**Aim of the task**
From the records below, pull out every line that contains the word "potted", matching case exactly.

**Input data**

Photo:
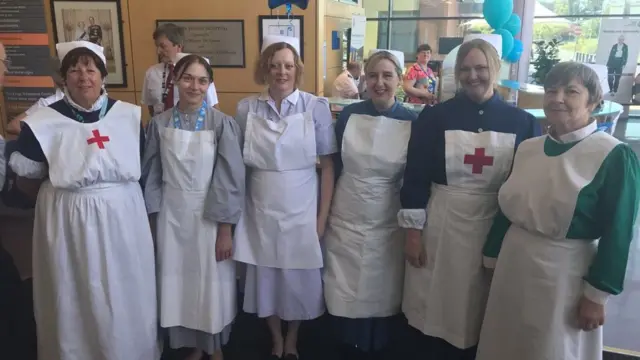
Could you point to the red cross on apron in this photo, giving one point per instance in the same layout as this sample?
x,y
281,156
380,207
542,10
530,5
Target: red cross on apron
x,y
98,139
478,160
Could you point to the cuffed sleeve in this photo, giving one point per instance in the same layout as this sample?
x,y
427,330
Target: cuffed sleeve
x,y
495,237
412,218
225,199
618,206
151,179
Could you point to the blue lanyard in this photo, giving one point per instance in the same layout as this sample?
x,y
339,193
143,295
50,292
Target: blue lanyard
x,y
199,122
103,111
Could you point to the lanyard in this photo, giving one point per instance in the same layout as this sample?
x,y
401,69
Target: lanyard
x,y
199,123
103,111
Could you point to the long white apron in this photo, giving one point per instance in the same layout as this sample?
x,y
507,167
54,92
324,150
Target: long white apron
x,y
447,297
93,258
364,267
538,280
196,291
278,227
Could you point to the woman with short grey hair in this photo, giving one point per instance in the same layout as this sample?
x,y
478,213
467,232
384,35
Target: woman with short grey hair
x,y
563,233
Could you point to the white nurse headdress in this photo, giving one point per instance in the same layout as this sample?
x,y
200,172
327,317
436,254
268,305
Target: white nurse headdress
x,y
399,55
493,39
64,48
274,39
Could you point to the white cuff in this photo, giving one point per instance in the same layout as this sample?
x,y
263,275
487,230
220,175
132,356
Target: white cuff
x,y
595,295
489,263
27,168
412,218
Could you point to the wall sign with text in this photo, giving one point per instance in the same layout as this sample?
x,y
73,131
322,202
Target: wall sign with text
x,y
220,41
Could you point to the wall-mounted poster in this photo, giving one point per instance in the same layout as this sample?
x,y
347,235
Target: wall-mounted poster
x,y
220,41
99,22
284,26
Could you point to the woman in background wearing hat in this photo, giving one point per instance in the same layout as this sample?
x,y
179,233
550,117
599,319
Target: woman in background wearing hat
x,y
93,261
460,153
14,125
364,268
285,131
193,177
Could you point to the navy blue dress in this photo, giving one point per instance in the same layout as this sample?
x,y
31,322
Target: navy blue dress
x,y
370,334
426,164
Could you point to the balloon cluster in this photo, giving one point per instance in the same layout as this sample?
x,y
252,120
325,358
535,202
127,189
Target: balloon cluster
x,y
499,15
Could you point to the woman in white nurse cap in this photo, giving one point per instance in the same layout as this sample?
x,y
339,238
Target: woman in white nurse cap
x,y
285,130
93,258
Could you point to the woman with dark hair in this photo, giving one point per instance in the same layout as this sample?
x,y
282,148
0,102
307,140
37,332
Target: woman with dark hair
x,y
193,174
93,262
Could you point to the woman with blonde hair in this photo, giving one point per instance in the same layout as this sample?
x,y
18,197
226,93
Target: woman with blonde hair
x,y
285,132
364,259
460,153
563,233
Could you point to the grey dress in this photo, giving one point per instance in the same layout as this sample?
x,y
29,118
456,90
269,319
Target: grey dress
x,y
223,203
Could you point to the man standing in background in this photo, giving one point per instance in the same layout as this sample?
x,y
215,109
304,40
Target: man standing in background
x,y
346,84
158,92
616,63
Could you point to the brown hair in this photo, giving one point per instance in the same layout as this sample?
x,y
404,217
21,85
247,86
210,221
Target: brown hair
x,y
493,60
263,65
565,72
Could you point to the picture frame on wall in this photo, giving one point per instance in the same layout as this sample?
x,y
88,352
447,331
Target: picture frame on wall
x,y
282,25
99,22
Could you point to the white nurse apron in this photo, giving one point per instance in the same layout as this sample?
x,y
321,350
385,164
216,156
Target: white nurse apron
x,y
278,227
538,281
93,258
196,291
364,267
446,298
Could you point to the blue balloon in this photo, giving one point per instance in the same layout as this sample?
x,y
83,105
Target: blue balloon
x,y
516,52
497,12
507,41
513,24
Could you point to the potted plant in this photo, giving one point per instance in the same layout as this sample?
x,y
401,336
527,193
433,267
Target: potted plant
x,y
546,58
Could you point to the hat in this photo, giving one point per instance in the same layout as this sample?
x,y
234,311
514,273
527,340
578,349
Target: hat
x,y
64,48
179,57
399,55
493,39
274,39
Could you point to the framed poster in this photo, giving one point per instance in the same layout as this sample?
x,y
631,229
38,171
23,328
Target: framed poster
x,y
282,25
99,22
220,41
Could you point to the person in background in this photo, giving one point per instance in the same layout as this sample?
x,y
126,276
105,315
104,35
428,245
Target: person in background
x,y
346,84
286,131
93,259
459,154
566,244
193,165
364,261
616,62
15,124
420,81
159,92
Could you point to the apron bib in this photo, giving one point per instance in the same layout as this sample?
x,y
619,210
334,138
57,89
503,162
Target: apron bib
x,y
278,227
447,297
364,258
538,320
196,291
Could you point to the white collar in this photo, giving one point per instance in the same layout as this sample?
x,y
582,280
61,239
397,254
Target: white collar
x,y
292,98
97,105
577,135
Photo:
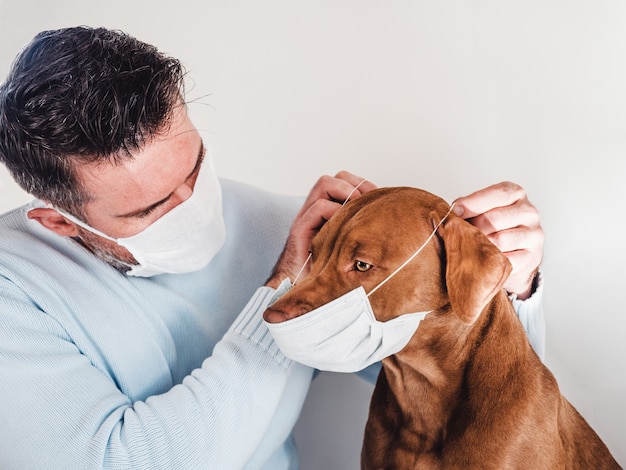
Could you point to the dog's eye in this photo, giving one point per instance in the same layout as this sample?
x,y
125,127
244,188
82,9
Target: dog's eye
x,y
361,266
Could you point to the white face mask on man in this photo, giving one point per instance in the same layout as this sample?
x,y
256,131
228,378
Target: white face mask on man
x,y
344,335
184,239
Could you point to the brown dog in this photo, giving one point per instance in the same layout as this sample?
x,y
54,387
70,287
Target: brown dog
x,y
467,391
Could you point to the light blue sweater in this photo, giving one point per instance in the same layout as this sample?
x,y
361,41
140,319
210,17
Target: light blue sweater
x,y
101,370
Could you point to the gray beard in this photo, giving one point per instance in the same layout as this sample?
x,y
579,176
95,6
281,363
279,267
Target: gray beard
x,y
105,256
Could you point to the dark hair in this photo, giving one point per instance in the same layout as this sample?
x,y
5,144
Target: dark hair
x,y
82,95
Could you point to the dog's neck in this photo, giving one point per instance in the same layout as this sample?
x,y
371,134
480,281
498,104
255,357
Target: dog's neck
x,y
439,361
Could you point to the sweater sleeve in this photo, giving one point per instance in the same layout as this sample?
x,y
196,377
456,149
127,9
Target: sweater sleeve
x,y
59,411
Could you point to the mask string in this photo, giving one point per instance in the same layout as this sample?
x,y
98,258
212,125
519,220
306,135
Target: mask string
x,y
310,254
414,254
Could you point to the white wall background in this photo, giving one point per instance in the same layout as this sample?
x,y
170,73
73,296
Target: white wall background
x,y
449,96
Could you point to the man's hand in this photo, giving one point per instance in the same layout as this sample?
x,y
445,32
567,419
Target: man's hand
x,y
504,213
326,197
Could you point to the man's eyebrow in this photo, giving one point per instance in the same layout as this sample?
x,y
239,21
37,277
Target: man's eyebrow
x,y
151,207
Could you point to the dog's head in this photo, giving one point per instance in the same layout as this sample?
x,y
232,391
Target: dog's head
x,y
372,236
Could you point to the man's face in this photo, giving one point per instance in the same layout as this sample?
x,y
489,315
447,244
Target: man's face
x,y
128,197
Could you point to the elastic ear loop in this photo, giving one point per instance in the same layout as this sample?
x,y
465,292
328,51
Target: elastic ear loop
x,y
311,254
414,254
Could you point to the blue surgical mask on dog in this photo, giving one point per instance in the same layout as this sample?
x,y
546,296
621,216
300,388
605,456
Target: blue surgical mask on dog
x,y
344,335
184,239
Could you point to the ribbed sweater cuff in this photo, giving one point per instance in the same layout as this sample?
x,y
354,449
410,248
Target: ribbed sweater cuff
x,y
250,324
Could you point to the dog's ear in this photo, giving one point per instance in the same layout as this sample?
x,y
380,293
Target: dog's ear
x,y
475,268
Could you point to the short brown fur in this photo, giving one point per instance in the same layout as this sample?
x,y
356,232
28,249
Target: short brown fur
x,y
468,391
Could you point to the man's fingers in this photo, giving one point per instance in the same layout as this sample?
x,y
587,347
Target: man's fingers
x,y
498,195
519,214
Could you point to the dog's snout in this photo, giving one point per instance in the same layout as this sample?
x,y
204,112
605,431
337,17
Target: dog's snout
x,y
281,312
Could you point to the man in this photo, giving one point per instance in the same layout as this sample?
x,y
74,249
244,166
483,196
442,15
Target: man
x,y
132,288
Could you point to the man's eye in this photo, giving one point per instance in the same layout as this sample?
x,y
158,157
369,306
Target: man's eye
x,y
361,266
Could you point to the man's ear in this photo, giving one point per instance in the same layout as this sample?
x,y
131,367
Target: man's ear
x,y
54,221
475,268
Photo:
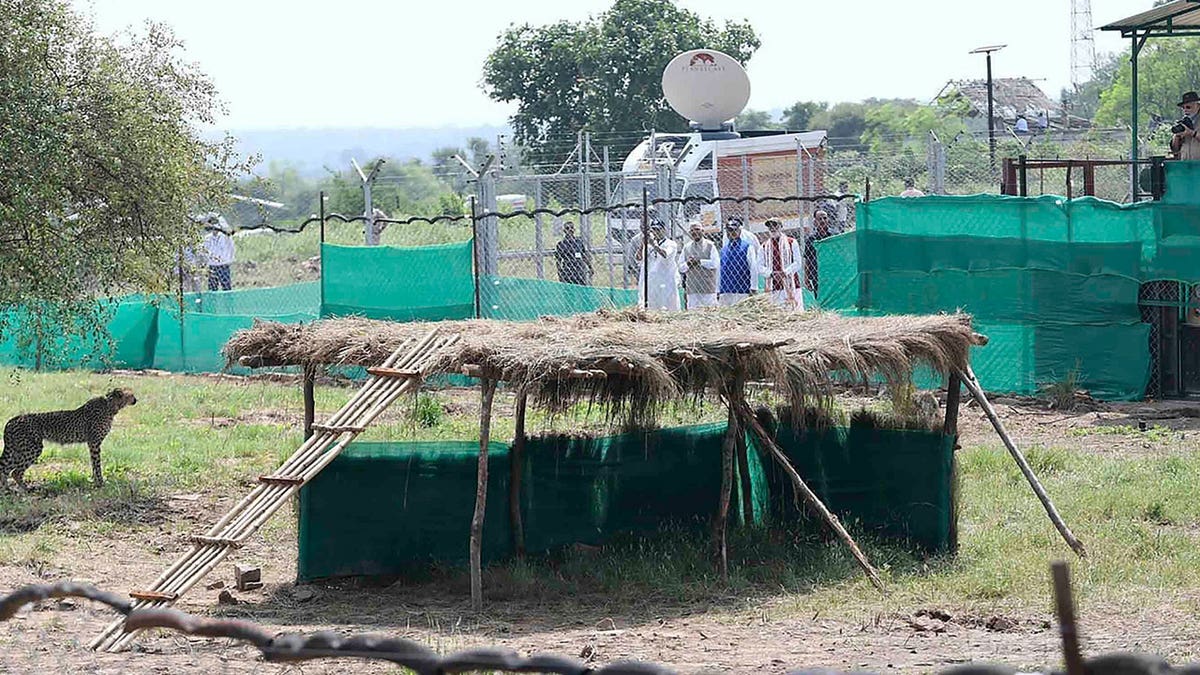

**Exercise answer**
Could you point to the potted plant in this photo, giving one point per instance in the same layout as this sample?
Target: potted plant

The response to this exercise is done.